#### Directions for this task:
Reproduce every entry below word for word, including each line of text and each list of coordinates. Leave out the pictures.

#### Records for the task:

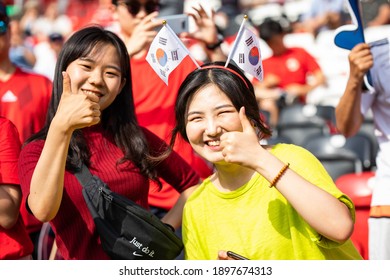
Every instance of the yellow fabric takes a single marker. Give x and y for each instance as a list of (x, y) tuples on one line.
[(257, 221)]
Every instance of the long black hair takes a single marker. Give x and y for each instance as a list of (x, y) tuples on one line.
[(118, 120), (232, 82)]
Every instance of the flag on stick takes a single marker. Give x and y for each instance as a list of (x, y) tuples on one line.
[(246, 52), (166, 52)]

#### Completed task:
Every instance of the yellow fabric takes a single marker. Give x and y for each instance as a list of (x, y) tuples on one line.
[(257, 221)]
Every instance of the long black hair takes a single marker. Give x and y for each instance as a list of (x, y) tuples on one line.
[(118, 120), (232, 82)]
Every instance of the flag on stick takes a single marker. Give x and y for each instance as a list of (x, y) tuples on one line.
[(246, 52), (166, 52)]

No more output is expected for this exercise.